■ Dataset extract
+ + +
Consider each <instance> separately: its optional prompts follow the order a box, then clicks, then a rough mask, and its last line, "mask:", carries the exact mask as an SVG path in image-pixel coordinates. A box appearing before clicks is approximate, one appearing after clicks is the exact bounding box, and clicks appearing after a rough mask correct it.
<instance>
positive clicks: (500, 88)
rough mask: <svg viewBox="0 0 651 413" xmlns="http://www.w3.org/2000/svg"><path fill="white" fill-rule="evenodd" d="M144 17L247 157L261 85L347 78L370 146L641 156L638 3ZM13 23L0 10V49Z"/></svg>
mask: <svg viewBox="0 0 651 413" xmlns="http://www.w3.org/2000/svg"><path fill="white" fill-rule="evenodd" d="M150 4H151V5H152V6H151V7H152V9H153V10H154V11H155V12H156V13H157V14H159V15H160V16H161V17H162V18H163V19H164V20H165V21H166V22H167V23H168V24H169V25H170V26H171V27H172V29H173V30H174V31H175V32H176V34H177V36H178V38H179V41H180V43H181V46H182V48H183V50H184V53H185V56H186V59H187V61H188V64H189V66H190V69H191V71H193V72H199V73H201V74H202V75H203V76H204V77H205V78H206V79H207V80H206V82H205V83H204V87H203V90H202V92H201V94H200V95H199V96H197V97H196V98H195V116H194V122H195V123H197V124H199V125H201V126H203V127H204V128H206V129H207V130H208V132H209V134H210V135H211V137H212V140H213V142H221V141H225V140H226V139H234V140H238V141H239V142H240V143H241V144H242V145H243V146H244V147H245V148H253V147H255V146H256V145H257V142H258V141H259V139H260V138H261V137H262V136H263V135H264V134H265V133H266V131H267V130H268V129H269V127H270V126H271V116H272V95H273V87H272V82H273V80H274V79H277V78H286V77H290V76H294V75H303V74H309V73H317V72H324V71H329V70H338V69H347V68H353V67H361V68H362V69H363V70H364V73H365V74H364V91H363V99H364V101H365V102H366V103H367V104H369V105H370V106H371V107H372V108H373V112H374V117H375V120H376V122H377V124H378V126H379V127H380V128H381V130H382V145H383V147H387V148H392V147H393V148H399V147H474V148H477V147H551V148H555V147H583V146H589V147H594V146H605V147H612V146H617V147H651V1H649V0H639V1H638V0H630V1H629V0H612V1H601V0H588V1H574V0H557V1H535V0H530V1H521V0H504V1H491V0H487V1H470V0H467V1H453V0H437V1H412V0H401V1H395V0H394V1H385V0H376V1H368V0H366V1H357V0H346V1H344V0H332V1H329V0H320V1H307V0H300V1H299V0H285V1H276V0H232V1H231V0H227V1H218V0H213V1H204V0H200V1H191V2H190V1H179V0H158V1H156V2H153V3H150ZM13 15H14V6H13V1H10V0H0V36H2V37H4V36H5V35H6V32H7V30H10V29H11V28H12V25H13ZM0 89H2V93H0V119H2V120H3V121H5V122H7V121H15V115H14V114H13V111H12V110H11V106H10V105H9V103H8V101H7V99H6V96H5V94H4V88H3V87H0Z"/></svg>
+ + +
■ Exercise brief
Copy all lines from the material that hold "instance".

■ Result of this task
Consider each <instance> separately: its optional prompts follow the order a box, then clicks, then a rough mask, and its last line, "mask:", carries the exact mask as an SVG path in image-pixel coordinates. A box appearing before clicks is approximate, one appearing after clicks is the exact bounding box, and clicks appearing after a rough mask correct it.
<instance>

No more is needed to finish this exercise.